══ Provided passage

Objectives: To evaluate the association between six nondisease-specific problems (problems that cross multiple domains of health) and mortality in middle-aged and older adults.
Design: Prospective, observational cohort.
Setting: U.S. population sample.
Participants: Participants included 23,669 black and white U.S. adults aged 45 and older enrolled in the REasons for Geographic and Racial Differences in Stroke (REGARDS) study.
Measurements: Nondisease-specific problems included cognitive impairment, depressive symptoms, exhaustion, falls, impaired mobility, and polypharmacy. Age-stratified (<65, 65-74, ≥ 75) hazard ratios for all-cause mortality were calculated for each problem individually and according to number of problems.
Results: One or more nondisease-specific problems occurred in 40% of participants younger than 65, 45% of those aged 65 to 74, and 55% of those aged 75 and older. Compared with participants with none of these problems, the multivariable adjusted hazard ratio for all-cause mortality associated with each additional nondisease-specific problem was 1.34 (95% confidence interval (CI) = 1.23-1.46) for participants younger than 65, 1.24 (95% CI = 1.15-1.35) for those aged 65 to 74, and 1.30 (95% CI = 1.21-1.39) for those aged 75 and older.
Conclusion: Nondisease-specific problems were associated with mortality across a wide age spectrum. Future studies should explore whether treating these problems will improve survival and identify innovative healthcare models to address multiple nondisease-specific problems simultaneously.

════
══ Extracted entries

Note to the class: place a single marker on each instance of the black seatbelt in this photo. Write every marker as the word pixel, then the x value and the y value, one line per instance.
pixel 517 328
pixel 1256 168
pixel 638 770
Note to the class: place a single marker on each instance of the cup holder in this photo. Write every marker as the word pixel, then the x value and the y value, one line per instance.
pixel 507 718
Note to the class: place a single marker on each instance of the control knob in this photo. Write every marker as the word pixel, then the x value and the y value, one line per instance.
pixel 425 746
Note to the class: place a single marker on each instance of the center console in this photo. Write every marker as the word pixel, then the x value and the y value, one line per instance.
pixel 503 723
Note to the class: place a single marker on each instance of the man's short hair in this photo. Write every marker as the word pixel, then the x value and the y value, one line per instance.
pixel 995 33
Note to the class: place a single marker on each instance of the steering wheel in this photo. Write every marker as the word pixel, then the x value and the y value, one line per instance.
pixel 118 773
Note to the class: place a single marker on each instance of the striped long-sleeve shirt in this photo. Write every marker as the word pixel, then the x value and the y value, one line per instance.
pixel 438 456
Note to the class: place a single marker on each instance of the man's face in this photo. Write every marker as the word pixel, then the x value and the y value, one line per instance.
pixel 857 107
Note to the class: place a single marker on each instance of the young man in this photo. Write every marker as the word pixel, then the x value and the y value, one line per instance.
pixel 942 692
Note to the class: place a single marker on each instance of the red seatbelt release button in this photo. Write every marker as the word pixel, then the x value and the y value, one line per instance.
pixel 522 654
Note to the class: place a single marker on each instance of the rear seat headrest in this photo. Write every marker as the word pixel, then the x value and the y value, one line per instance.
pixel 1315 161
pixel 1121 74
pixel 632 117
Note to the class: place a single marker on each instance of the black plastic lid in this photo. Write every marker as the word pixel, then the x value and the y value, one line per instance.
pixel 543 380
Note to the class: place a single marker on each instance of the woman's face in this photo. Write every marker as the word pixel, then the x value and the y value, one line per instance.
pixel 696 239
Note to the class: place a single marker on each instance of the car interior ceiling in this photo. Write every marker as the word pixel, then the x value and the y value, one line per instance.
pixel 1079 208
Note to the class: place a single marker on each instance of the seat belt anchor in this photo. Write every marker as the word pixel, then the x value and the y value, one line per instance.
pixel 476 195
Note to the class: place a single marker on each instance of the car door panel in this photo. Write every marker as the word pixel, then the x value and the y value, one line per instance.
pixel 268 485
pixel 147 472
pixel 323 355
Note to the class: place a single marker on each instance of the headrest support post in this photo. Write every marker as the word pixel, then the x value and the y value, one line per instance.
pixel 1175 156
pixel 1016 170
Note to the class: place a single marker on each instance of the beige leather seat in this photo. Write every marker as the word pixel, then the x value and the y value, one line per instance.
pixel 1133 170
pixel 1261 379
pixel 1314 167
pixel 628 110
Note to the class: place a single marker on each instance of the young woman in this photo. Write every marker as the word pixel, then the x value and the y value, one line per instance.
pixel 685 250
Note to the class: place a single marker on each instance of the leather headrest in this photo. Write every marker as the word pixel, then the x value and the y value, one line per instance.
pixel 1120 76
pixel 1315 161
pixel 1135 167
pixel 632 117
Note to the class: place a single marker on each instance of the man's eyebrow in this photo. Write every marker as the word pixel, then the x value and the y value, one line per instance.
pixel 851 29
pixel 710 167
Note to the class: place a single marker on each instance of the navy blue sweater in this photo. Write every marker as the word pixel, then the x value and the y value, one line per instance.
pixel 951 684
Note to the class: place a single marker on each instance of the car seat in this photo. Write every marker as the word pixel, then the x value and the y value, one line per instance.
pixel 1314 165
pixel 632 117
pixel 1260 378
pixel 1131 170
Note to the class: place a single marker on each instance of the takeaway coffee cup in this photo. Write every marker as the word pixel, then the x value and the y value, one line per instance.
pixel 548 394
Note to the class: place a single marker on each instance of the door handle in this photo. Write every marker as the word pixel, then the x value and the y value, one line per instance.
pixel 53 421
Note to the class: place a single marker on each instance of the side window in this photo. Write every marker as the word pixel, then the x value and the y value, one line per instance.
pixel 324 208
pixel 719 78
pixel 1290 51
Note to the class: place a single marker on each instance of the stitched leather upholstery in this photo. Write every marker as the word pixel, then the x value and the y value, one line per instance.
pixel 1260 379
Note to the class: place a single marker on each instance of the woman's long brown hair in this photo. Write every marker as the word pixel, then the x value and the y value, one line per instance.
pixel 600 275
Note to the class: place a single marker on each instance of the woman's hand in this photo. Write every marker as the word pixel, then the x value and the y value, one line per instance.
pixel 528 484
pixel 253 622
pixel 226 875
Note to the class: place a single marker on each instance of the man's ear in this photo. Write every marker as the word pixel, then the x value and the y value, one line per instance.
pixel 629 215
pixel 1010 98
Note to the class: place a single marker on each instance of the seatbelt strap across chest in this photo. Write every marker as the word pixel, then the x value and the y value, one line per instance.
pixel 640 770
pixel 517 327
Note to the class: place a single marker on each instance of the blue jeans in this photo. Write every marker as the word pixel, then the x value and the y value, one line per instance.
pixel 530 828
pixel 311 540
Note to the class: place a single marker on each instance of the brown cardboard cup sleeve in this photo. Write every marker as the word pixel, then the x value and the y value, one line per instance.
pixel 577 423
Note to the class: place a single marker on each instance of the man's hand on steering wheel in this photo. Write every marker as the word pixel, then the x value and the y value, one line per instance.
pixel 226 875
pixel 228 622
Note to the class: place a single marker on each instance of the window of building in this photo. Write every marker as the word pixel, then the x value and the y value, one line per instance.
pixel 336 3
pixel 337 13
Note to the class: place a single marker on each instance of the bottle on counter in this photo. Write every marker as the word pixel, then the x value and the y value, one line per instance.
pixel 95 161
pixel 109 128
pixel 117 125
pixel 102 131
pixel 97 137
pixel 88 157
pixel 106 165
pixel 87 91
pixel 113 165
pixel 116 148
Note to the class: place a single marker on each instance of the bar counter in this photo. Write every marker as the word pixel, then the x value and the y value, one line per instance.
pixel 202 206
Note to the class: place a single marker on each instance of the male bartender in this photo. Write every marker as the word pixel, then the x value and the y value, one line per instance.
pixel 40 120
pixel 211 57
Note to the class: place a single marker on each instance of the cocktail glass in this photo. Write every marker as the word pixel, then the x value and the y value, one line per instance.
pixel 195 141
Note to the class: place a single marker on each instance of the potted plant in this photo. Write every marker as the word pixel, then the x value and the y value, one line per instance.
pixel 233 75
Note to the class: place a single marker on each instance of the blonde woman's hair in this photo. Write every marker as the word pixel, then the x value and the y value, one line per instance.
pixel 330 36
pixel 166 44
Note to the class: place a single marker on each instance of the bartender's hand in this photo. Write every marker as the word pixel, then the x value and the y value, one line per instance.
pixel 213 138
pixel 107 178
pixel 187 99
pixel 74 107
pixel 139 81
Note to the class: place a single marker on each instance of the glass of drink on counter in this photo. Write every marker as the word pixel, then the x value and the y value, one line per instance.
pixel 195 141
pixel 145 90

════

Instructions for the task: Using the abstract on nondisease-specific problems and mortality, say whether each statement agrees with it. Answer yes or no, and quote the words that decide it. (a) The study enrolled adults aged 45 and older. (b) Polypharmacy was one of the nondisease-specific problems measured. (c) The hazard ratio for each additional problem was highest among participants aged 75 and older. The records come from a different source than the abstract.

Task answer:
(a) Yes: "U.S. adults aged 45 and older"
(b) Yes: "Nondisease-specific problems included cognitive impairment, depressive symptoms, exhaustion, falls, impaired mobility, and polypharmacy"
(c) No: "1.34 (95% confidence interval (CI) = 1.23-1.46) for participants younger than 65" and "1.30 (95% CI = 1.21-1.39) for those aged 75 and older"